■ **Your instructions**: Repeat the text below about the car audio setup word for word, from start to finish.

■ **Supplied text**:
○ ○ ○
The system consists of
JVC MP3 Head Unit - GD505 or something
Coustic 320QE 4ch Amp
Hertz ESK165 Splits
Cadence 12" Sub in a home made sealed box (can't remember the model can find the manual if its relevant)
Misc Sony splits amped off the head unit for rear fill.

Splits are off two channels on the amp and then the sub takes the other two in bridged mode.

The amplifier has adjustments for
- High, Low or Off Filter pass.
- Frequency Selection for the Filter Pass.
- Input Sensitivity
- Bass Boost

The adjustments can be made for the front and rear.

The HU also offers adjustments of bass, treble and a "loud" mode, it doesn't offer any sort of frequency specific adjustment.

Basically I followed the instructions of the amps manual which just said crank the volume to 2/3s max and adjust the sensitivity until it distorts then wind it back a bit. Did this with the splits, did it with the sub but to my ears it didn't distort the whole way up so the sensitivity is at max.
○ ○ ○
■ **Recorded information**:
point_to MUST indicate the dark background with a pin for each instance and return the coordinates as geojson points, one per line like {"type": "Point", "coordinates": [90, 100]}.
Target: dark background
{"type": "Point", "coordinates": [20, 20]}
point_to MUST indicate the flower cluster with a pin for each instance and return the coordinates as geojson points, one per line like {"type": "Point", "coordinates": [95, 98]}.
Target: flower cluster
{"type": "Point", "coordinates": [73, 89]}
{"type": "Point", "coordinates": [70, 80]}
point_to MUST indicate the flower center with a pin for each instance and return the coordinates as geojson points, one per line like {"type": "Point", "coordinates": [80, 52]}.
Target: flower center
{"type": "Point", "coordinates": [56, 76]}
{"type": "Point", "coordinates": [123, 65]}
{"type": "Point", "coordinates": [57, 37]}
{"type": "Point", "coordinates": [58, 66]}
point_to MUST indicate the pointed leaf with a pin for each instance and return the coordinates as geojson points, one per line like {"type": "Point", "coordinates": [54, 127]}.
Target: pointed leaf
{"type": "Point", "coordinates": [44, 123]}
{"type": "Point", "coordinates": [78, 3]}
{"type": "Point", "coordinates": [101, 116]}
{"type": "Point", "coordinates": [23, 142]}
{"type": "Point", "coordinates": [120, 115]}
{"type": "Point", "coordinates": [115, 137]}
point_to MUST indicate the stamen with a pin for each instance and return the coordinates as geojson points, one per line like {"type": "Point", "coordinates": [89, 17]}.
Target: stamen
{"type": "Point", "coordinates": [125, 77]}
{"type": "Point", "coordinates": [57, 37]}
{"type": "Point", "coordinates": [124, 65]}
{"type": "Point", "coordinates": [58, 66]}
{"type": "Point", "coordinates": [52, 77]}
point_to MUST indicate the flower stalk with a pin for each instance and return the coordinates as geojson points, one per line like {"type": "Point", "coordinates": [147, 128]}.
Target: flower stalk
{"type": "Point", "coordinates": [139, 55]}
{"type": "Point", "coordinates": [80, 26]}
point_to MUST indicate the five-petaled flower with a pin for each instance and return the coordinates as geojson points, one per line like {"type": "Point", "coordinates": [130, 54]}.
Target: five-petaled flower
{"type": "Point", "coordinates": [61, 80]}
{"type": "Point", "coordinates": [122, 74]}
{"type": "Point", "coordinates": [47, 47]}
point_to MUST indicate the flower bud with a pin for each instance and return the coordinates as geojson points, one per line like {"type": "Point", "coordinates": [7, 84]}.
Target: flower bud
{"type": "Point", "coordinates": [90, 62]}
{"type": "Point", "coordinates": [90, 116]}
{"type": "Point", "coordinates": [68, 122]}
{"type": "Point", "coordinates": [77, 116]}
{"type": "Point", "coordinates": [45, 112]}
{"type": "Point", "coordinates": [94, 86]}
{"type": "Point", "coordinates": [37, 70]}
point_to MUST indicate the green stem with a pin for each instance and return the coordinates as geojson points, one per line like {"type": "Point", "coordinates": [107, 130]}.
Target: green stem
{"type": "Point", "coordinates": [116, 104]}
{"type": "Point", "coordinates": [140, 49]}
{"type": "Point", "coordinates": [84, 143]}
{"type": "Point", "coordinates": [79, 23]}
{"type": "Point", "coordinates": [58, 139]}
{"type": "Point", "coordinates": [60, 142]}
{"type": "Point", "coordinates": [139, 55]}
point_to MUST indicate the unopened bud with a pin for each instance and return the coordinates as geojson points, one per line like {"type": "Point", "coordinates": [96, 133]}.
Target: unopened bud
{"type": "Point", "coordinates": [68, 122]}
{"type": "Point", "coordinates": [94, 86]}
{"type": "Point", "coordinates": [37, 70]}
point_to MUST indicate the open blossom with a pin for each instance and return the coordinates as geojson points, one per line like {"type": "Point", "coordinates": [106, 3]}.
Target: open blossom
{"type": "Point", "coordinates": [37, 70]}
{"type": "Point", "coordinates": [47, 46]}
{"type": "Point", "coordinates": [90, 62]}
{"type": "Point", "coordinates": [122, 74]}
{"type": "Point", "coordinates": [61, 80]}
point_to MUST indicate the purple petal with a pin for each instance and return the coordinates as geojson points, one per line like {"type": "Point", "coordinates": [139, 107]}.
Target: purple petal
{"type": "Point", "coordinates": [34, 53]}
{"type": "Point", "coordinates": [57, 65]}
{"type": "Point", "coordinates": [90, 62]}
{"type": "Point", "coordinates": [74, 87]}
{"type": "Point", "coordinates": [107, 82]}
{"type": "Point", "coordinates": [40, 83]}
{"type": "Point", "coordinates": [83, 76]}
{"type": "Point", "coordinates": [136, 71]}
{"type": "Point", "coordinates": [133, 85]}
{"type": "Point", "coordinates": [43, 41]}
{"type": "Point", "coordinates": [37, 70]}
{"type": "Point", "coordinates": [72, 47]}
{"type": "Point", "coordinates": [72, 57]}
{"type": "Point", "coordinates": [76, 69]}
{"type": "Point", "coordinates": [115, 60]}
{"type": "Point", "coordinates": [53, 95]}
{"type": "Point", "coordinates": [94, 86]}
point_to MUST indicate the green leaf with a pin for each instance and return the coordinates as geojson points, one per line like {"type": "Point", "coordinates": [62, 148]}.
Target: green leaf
○ ○ ○
■ **Task result**:
The system consists of
JVC MP3 Head Unit - GD505 or something
Coustic 320QE 4ch Amp
Hertz ESK165 Splits
Cadence 12" Sub in a home made sealed box (can't remember the model can find the manual if its relevant)
Misc Sony splits amped off the head unit for rear fill.

Splits are off two channels on the amp and then the sub takes the other two in bridged mode.

The amplifier has adjustments for
- High, Low or Off Filter pass.
- Frequency Selection for the Filter Pass.
- Input Sensitivity
- Bass Boost

The adjustments can be made for the front and rear.

The HU also offers adjustments of bass, treble and a "loud" mode, it doesn't offer any sort of frequency specific adjustment.

Basically I followed the instructions of the amps manual which just said crank the volume to 2/3s max and adjust the sensitivity until it distorts then wind it back a bit. Did this with the splits, did it with the sub but to my ears it didn't distort the whole way up so the sensitivity is at max.